Dataset entries: Begin
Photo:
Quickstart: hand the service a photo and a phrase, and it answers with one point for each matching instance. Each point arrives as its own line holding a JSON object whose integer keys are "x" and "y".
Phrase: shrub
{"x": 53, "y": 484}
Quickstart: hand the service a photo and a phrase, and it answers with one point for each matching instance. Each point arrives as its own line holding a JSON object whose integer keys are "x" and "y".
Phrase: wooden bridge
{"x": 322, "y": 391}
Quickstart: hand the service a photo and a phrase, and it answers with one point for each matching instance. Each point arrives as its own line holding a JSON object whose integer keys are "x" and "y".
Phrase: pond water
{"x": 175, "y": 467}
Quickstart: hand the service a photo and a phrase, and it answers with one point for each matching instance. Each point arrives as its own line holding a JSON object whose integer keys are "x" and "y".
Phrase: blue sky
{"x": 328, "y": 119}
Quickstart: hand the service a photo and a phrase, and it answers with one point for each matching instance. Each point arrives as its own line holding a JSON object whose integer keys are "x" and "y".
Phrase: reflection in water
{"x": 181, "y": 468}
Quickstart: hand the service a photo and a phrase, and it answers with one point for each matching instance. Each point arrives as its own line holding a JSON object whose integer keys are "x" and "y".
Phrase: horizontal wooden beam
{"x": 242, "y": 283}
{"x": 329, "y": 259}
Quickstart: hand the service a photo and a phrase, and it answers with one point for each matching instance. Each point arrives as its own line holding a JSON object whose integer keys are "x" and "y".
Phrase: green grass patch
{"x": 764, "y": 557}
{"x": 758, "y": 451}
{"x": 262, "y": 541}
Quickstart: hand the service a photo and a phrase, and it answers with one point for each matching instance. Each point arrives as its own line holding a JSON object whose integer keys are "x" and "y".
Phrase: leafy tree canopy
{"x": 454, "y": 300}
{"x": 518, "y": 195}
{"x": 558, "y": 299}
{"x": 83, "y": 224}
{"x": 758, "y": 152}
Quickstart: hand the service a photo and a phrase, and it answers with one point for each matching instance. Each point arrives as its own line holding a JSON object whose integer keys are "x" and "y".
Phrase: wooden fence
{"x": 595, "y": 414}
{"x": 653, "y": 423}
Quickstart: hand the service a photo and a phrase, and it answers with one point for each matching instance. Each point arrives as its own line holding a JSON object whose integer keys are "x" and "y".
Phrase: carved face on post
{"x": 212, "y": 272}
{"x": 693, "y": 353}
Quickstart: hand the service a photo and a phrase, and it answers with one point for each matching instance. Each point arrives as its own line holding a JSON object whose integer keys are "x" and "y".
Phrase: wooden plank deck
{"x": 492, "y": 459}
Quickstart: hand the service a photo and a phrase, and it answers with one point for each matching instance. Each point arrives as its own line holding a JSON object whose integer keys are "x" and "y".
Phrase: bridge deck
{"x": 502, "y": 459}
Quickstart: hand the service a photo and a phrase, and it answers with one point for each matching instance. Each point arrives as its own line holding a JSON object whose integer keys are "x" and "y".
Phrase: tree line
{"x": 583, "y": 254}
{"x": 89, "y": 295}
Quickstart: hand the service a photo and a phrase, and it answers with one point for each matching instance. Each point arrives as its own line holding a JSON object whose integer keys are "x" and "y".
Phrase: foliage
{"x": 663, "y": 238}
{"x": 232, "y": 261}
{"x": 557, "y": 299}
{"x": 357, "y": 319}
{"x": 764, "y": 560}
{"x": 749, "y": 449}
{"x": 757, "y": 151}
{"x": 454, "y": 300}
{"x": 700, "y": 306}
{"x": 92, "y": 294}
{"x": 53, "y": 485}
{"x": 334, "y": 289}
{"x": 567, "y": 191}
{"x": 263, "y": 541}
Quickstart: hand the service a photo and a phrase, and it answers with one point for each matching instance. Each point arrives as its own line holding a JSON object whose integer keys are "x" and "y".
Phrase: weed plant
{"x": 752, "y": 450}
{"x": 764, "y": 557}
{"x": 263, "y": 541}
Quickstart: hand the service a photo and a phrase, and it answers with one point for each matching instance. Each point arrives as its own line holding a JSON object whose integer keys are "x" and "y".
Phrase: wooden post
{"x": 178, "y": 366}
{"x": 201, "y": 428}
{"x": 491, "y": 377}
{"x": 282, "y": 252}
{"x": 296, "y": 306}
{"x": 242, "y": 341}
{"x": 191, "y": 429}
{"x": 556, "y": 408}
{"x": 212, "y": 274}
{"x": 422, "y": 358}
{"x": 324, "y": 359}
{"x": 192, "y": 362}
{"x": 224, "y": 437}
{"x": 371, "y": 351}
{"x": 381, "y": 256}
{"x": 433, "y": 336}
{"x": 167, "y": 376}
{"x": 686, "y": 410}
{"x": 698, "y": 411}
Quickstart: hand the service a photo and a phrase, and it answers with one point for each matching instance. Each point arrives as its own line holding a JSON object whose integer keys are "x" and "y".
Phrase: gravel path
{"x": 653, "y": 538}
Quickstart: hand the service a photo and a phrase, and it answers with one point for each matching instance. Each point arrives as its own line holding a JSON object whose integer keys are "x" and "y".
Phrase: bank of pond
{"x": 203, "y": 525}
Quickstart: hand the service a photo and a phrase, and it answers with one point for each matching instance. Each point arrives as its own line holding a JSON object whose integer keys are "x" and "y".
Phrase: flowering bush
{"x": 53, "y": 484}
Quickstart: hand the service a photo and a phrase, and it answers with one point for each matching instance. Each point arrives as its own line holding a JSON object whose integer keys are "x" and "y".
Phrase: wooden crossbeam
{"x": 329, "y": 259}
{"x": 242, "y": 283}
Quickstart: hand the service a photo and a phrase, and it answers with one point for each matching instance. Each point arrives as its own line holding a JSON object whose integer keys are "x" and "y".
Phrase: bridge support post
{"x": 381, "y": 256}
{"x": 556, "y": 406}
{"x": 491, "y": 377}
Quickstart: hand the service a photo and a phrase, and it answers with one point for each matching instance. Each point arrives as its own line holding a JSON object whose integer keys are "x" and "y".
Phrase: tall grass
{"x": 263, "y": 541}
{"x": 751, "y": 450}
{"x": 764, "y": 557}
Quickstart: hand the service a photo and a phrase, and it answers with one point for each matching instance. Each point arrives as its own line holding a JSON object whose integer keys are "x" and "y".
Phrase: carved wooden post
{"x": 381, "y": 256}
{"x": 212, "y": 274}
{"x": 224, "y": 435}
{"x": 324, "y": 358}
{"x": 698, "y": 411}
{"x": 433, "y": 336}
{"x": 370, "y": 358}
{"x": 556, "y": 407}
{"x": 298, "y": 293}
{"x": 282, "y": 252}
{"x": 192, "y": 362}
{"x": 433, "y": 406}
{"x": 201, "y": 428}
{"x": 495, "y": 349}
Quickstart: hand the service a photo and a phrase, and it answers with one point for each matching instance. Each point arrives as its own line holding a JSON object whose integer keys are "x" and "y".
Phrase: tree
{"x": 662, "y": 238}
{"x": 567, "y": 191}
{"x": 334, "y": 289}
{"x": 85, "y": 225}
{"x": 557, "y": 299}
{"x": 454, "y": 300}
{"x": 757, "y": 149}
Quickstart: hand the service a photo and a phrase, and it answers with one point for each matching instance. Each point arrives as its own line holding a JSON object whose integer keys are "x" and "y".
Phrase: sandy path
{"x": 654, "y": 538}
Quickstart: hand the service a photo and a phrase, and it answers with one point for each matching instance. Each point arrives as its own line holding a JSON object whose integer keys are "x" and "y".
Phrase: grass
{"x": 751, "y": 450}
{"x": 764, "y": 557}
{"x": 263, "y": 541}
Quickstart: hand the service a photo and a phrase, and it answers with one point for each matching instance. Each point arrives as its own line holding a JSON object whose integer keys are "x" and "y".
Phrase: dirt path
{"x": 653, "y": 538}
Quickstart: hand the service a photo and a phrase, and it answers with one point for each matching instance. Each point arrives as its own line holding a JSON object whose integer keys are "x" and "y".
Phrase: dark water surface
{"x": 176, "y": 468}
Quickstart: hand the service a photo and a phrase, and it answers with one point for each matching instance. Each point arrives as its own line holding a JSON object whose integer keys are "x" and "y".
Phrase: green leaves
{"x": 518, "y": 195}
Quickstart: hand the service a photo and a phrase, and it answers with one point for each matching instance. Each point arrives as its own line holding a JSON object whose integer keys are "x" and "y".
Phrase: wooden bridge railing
Dataset entries: End
Copy exactly the line containing "Phrase: dark water surface" and each line after it through the end of the records above.

Phrase: dark water surface
{"x": 176, "y": 468}
Quickstart: hand the service a photo and a phrase, and it answers with one point for each matching instance. Each point arrives as its own line holding a JSON object whose integer keys are "x" and "y".
Phrase: green leaves
{"x": 518, "y": 195}
Quickstart: hand the service a photo and a phrase, and it answers with one point for each matching instance. Each point arrives as its own line holding a JSON object whose integer keys are "x" and "y".
Phrase: wooden bridge railing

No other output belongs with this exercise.